EXERCISE REQUIREMENTS
Your task is to write out the lines from the line containing "of the utility" through the last line of the material, exactly.

╭──

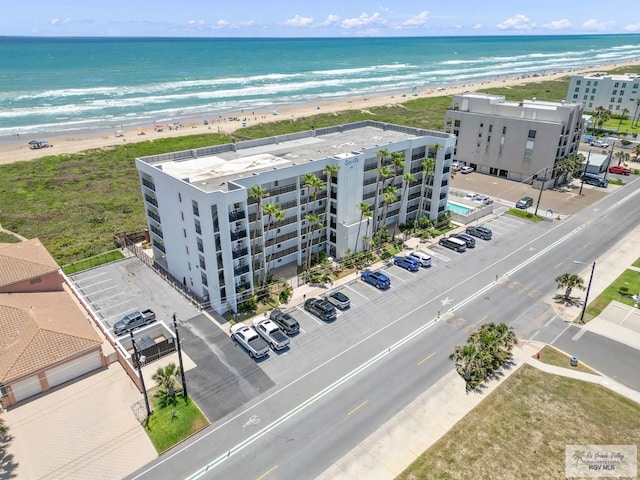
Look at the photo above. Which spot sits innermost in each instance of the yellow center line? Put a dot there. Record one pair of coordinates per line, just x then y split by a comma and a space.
426, 358
482, 319
267, 472
358, 407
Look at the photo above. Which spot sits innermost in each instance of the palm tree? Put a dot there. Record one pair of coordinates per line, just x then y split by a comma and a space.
389, 197
277, 214
623, 116
407, 178
635, 114
165, 377
365, 211
330, 171
569, 281
428, 169
258, 192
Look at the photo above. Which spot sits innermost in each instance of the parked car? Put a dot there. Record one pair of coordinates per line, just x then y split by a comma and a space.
377, 279
620, 169
480, 232
321, 309
423, 258
408, 262
524, 202
250, 340
270, 331
468, 239
289, 325
134, 320
338, 300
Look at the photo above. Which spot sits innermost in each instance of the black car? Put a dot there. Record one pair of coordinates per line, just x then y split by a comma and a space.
289, 325
480, 232
321, 309
524, 202
468, 239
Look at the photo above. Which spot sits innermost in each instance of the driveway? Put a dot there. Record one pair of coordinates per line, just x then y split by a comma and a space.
83, 430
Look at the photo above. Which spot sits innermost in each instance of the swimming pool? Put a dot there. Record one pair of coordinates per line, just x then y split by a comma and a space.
458, 208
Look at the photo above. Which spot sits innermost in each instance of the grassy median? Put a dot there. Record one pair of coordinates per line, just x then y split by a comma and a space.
520, 430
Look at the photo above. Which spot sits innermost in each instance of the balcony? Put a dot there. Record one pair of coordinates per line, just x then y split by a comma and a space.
236, 215
238, 235
154, 216
151, 200
149, 184
240, 252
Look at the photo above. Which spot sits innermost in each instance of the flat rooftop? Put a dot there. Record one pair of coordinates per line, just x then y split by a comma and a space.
213, 171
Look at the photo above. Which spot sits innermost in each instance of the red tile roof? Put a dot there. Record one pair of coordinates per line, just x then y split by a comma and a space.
23, 261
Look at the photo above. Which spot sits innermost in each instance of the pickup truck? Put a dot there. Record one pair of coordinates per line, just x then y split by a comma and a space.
377, 279
271, 332
250, 340
134, 320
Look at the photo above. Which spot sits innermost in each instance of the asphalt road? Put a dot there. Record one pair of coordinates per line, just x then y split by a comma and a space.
367, 368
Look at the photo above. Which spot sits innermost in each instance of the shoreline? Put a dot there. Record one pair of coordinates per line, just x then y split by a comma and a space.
17, 149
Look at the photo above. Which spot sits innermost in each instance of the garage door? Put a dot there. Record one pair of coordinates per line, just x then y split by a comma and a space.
74, 369
26, 388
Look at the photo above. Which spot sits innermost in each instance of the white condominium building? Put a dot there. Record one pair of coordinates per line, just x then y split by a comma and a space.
613, 92
514, 140
209, 229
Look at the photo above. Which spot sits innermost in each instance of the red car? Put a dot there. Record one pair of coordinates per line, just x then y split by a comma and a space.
619, 169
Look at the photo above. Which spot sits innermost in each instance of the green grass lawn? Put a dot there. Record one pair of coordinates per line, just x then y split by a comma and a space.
169, 426
521, 429
553, 356
92, 262
626, 284
517, 212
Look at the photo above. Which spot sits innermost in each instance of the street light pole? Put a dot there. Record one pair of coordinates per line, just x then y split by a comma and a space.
586, 297
136, 357
184, 381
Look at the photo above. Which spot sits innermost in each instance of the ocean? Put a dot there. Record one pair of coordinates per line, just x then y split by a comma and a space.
66, 84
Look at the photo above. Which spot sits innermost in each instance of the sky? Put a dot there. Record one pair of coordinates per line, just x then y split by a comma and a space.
318, 18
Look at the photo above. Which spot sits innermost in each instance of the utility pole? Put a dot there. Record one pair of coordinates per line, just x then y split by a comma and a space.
184, 381
136, 359
544, 180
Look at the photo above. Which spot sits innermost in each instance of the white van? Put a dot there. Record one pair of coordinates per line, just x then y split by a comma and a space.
423, 258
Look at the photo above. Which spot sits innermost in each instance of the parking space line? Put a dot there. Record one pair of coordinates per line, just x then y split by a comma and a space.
308, 314
355, 291
88, 277
94, 284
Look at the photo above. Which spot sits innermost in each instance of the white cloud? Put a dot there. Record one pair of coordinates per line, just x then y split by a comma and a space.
361, 21
59, 21
557, 24
595, 25
330, 20
299, 21
517, 22
417, 21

╰──

IN RESPONSE
Look at the photo above. Which spot sits innermost in each instance of the utility pole? Put a dot there. Record one pair of coordinates per line, just x then y split by a comma and a space.
184, 381
136, 359
544, 180
Look at the photo above. Which spot sits innermost in each instance of the white van? Put a dot there. Record one pair of coordinates per line, just x then y split by a comma and a space.
423, 258
Look at the photo above. Which spot sits innermost in each instance of the parking space line? Put a dot there. Record one pair of coordinates per line, just x then y split by a comma and a space.
308, 314
355, 291
88, 277
94, 284
Look at the photo above. Which spot sits innermost in each instance of the white cloud? Put a dot there. Record one pair of coordinates per line, just x then y split by a comma and a space.
361, 21
59, 21
557, 24
595, 25
330, 20
299, 21
517, 22
417, 21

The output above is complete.